DO THIS:
Present the following data again exactly as it is shown.

[Records]
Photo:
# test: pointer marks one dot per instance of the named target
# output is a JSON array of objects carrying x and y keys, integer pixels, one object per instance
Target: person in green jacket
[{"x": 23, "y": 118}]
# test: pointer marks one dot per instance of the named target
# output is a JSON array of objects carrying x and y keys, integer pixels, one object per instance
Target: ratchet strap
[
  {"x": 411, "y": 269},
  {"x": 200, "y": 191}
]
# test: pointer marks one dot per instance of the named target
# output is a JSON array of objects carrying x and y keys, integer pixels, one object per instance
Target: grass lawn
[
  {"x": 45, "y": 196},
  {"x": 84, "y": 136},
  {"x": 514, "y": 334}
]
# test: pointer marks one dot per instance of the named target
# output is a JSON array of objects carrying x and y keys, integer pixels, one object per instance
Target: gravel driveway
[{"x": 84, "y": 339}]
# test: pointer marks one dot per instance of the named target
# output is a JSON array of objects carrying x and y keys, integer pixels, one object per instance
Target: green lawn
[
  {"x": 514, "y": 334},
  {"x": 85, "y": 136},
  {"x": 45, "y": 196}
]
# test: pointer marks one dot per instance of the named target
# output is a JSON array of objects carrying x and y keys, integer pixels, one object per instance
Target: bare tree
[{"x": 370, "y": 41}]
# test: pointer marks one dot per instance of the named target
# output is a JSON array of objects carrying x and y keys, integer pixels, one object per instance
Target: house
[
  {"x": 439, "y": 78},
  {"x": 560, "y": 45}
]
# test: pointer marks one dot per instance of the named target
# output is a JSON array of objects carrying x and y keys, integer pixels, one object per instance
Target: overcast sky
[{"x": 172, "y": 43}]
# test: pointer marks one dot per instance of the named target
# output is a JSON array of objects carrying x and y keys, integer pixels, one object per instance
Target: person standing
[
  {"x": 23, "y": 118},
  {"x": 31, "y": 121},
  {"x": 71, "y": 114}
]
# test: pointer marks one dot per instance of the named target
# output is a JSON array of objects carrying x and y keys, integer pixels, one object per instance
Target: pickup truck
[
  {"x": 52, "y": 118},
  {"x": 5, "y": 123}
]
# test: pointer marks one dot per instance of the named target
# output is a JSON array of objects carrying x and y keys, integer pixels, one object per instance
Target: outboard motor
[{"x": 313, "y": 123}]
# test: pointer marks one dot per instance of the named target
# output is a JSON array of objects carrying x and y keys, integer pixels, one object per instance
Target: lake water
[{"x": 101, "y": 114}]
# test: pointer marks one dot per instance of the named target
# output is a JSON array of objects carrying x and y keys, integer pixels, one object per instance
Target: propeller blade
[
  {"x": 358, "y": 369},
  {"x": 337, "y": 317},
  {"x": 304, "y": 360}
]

ANSWER FOR THIS EXERCISE:
Photo:
# test: pointer marks one dot per instance of the named target
# output is a JSON array of objects carrying x and y keys, integer pixels, one object per instance
Target: person in green jacket
[{"x": 23, "y": 118}]
# test: pointer marks one dot per instance of the named target
# output is a JSON array of objects carrying x and y keys, integer pixels, one object per instance
Target: ratchet strap
[
  {"x": 411, "y": 269},
  {"x": 200, "y": 191}
]
# test: pointer marks one dot per instance of the named target
# output is a JSON array of objects carrying x and y keys, integer pixels, one object per instance
Target: grass lawn
[
  {"x": 45, "y": 196},
  {"x": 84, "y": 136},
  {"x": 514, "y": 334}
]
# test: pointer marks one dot per instance of the named target
# output is a JSON array of objects carrying x and y keys, integer pixels, one object per instance
Target: gravel driveway
[{"x": 84, "y": 339}]
# test: pointer marks one dot per instance of the named target
# output is a JSON array of objects carrying x and y keys, integer pixels, one object per instance
Target: green lawn
[
  {"x": 514, "y": 334},
  {"x": 85, "y": 136},
  {"x": 45, "y": 196}
]
# test: pointer marks one dot per instance of the named target
# output is a JSON array of objects carrying x and y keys, integer pixels, one object per instance
Target: bare tree
[{"x": 370, "y": 41}]
# test: pointer marks one dot per instance of the named target
# output is a JSON array of objects carrying x and y keys, integer pixels, one object per instance
Target: house
[
  {"x": 439, "y": 78},
  {"x": 560, "y": 45}
]
# test: pointer marks one dot per instance of the named target
# output is a JSON array of objects carrying x and y keys, integer pixels, one object per instance
Target: overcast sky
[{"x": 172, "y": 43}]
# test: pointer marks one dot per instance of the named target
# output is a JSON array of objects carrying x and y keys, integer pixels, one object per instance
Target: person standing
[
  {"x": 23, "y": 118},
  {"x": 31, "y": 121},
  {"x": 71, "y": 114}
]
# test: pointer marks one dot per instance of the named target
# output is a JSON array of objects carrying x and y keys, integer pixels, one object per instance
Target: pickup truck
[
  {"x": 52, "y": 118},
  {"x": 5, "y": 123}
]
# test: pointer marks one dot per instance of the named target
# output is a JSON array of objects carrying x and y keys, integer pixels, one object per instance
Target: outboard motor
[{"x": 313, "y": 123}]
# test: pointer marks one dot per instance of the named target
# output is a JSON array of objects carrying x and y keys, integer pixels, one object per instance
Target: lake water
[{"x": 101, "y": 114}]
# test: pointer marks one dot per instance of the named target
# output is a JSON array of objects carrying x and y keys, integer pixels, one object per instance
Target: propeller blade
[
  {"x": 358, "y": 369},
  {"x": 337, "y": 317},
  {"x": 304, "y": 360}
]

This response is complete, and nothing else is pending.